Data rows
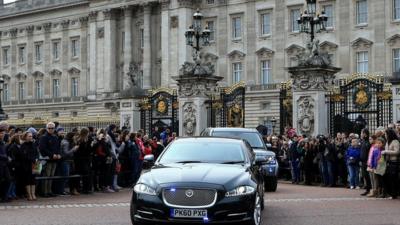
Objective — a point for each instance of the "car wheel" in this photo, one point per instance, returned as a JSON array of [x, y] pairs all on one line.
[[132, 212], [271, 184], [257, 217]]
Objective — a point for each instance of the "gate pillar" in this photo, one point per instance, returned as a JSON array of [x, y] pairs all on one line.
[[312, 80], [196, 84]]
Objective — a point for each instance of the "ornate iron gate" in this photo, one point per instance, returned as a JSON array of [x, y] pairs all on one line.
[[159, 109], [360, 101], [286, 106], [228, 109]]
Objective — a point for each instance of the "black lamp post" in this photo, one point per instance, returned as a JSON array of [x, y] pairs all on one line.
[[3, 115], [273, 123], [195, 34], [311, 21]]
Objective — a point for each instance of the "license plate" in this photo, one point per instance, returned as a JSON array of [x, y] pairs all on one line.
[[188, 213]]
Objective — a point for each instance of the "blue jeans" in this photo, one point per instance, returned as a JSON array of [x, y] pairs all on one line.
[[353, 174], [296, 170]]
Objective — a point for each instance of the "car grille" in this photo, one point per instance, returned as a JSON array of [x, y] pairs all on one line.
[[189, 198]]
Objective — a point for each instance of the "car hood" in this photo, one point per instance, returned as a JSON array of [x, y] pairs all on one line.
[[217, 174]]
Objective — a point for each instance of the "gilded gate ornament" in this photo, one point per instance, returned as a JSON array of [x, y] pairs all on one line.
[[362, 97]]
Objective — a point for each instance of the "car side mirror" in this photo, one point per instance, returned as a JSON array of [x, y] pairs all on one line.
[[148, 161], [260, 161]]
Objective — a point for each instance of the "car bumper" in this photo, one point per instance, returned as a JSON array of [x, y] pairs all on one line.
[[151, 209]]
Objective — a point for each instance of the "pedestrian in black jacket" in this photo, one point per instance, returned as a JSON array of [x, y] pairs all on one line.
[[4, 172], [365, 148], [49, 146], [30, 155]]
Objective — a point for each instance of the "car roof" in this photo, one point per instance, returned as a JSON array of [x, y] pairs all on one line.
[[233, 129], [209, 139]]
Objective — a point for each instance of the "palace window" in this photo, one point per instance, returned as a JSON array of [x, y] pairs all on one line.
[[362, 62], [39, 89], [21, 54], [56, 88], [74, 87], [396, 9], [265, 24], [56, 50], [236, 28], [265, 71], [211, 27], [75, 47], [237, 72], [142, 38], [294, 15], [6, 93], [38, 52], [328, 9], [362, 12], [21, 90], [6, 56], [396, 60]]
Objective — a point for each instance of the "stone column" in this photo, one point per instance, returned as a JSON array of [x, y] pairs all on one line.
[[14, 62], [196, 83], [110, 76], [84, 87], [146, 47], [65, 58], [127, 45], [92, 56], [165, 73], [46, 60]]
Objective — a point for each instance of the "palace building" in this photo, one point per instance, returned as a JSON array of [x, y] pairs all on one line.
[[63, 59]]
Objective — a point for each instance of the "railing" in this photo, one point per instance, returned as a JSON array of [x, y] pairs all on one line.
[[29, 5], [45, 101]]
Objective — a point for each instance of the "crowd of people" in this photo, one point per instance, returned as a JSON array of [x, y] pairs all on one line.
[[49, 161], [356, 161]]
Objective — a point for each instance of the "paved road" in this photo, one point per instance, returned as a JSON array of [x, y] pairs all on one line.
[[290, 205]]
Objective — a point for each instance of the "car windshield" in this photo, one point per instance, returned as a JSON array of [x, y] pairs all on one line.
[[203, 152], [251, 137]]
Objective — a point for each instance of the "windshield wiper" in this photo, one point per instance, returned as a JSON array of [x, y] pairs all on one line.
[[233, 162], [189, 161]]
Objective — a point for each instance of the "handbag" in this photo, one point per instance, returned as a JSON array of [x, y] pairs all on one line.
[[381, 167], [36, 168]]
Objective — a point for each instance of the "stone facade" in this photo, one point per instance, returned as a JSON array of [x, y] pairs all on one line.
[[110, 35]]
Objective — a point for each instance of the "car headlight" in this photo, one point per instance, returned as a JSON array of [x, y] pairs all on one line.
[[144, 189], [271, 160], [239, 191]]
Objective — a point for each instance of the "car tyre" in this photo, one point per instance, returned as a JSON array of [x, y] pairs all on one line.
[[132, 212], [257, 213], [271, 184]]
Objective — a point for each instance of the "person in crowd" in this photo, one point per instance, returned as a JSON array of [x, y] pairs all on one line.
[[83, 159], [377, 146], [364, 153], [68, 148], [135, 157], [103, 162], [49, 147], [29, 156], [392, 156], [353, 159], [14, 166]]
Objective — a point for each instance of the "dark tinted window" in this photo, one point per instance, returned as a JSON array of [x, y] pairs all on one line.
[[253, 138], [208, 152]]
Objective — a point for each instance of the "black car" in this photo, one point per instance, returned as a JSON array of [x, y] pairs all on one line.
[[201, 180], [270, 168]]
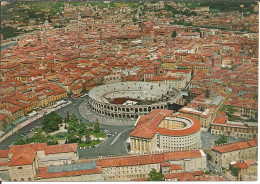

Problem statement
Set out every line of the records above as a numbered list, skipping any blank lines. Leave the pictures out of your answer.

Task solution
1. Objective — a point for each instance of the "car wheel" in this photo, one point per instance, returned as a JSON array of [x, y] pairs all on one line.
2. [[132, 212], [271, 184], [257, 217]]
3. Objective — a point for each instance of the "gate pillar" in this photo, one point per instance, returned as a JSON array of [x, y] pairs all on one line.
4. [[312, 80], [196, 84]]
5. Objective — a point for each instance of the "ornate iron gate" in this photo, one point per instance, returned as a JSON array of [x, y] pairs all on one line.
6. [[159, 109], [360, 101], [286, 106], [228, 109]]
7. Objective — a point for each instance of the "black lamp post" in this photo, one point per instance, returned as a JSON array of [x, y] pairs all on one line.
8. [[3, 115], [273, 123], [195, 34], [311, 21]]
9. Objective — a point for each instance of the "license plate" in this photo, one point per instance, returned as a JSON array of [x, y] pairs all on one line.
10. [[188, 213]]
11. Objective — a point for each instance of the "blue jeans" in this photo, one point per instance, returned as a JSON array of [x, y] pairs all on one line.
12. [[353, 174], [296, 170]]
13. Objective — a point for each instance of the "car grille" in this photo, one point per instance, returned as a JSON array of [x, y] pairs all on one line.
14. [[189, 198]]
15. Objective — a point for each instance of the "car hood" in this photo, one point per instance, returned as a JSON array of [x, y] pairs all on one line.
16. [[217, 174]]
17. Objective — a point for each instance of the "gilded gate ornament" in this photo, one point per instance, returned as a JSON array of [x, y] pairs all on one line.
18. [[362, 97]]
19. Objective — a point for each instance of the "car side mirror" in this photo, one point per instance, returned as a JSON array of [x, y] pairs all on one line.
20. [[148, 161], [260, 161]]
21. Objective — a point for each instance of the "car bumper" in this photo, one point per instance, returned as a JSON array of [x, y] pairs all on one line.
22. [[151, 209]]
23. Objective — a point for each instance of the "pedestrian in black jacket" in this photo, one point per instance, returned as a JSON array of [x, y] pairs all on one line.
24. [[4, 172], [365, 148], [49, 146], [30, 155]]
25. Objective — a point for each instance of the "car roof" in this photo, one point per instance, returned as a JSON array of [x, y] pairs all on one line.
26. [[233, 129], [209, 139]]
27. Objective — a point for each instance of the "palace window" in this photo, one point per instance, returned as a JSON array of [x, y] pairs all on one line.
28. [[362, 62], [39, 89], [21, 54], [56, 88], [74, 87], [396, 9], [265, 24], [56, 50], [236, 28], [265, 71], [211, 27], [75, 47], [237, 72], [142, 38], [294, 15], [6, 93], [38, 52], [328, 9], [362, 12], [21, 90], [6, 56], [396, 60]]
29. Objective — a point for each instance of the "stone column" in this photo, one point per instance, returned as a JSON array of [x, y] pairs all on one line.
30. [[14, 62], [196, 83], [110, 76], [84, 87], [146, 47], [65, 58], [127, 45], [92, 56], [165, 73], [46, 60]]
31. Objective — a point for each instance of the "palace building" in this photo, one point per instance, returned as a JSON array of [x, y] pairs all on one line.
32. [[63, 59]]
33. Objective — a point for each instance of the "railing" in this photo, one point per instance, returned as a JSON array of [x, y] pairs all on one line.
34. [[29, 5], [45, 101]]
35. Objective — a point for each instance of the "crowd of people" in this photo, one point per instance, returned as a JSON array of [x, y] pairs all on one line.
36. [[49, 161], [356, 161]]
37. Objective — a point for each instance of the "paved road" in this photo, one point per instance, returned as a JSON array of [x, y] pairs all on one line.
38. [[290, 205]]
39. Objective — a point for each instance of the "car windshield" in this photo, one point per instance, returned as a JSON array of [x, y] pairs all on one line.
40. [[203, 152], [251, 137]]
41. Objective — a point for each instance of the "windshield wiper" in this photo, one point per instance, returned as a JSON array of [x, y] pairs all on one line.
42. [[233, 162], [189, 161]]
43. Objective — a point for each instance of the "handbag" in this photo, one point per instance, returned as a JSON array of [x, y] pairs all on one line.
44. [[381, 167], [36, 168]]
45. Objective — a point for each instance of the "stone facade" in this photo, one point per instance, returned as a JSON array of [x, y] pairs all on one line.
46. [[110, 35]]
47. Objective — a point for each instance of the "car headlight" in this photo, one point per instance, returned as a JSON array of [x, y] pairs all on one line.
48. [[144, 189], [271, 160], [239, 191]]
49. Objective — a point for each instance of the "car tyre" in this photo, one point per instance, returned as a JSON array of [x, y] pairs all on one line.
50. [[132, 212], [257, 213], [271, 184]]
51. Objective — a point for each instance of the "person in crowd" in this photo, one point per instance, returned as a JSON array of [x, y] pairs all on one line.
52. [[83, 159], [377, 146], [364, 153], [68, 148], [135, 157], [103, 162], [49, 147], [29, 156], [392, 156], [353, 159], [14, 166]]
53. Objective — a point for each instance of the "dark tinted window" in this photo, one point per instance, returned as a JSON array of [x, y] pairs all on one line.
54. [[253, 138], [208, 152]]
55. Objective — a point for each instance of the "black car" in this photo, one point per instance, returned as a JSON array of [x, y] pairs all on one line.
56. [[201, 180], [270, 168]]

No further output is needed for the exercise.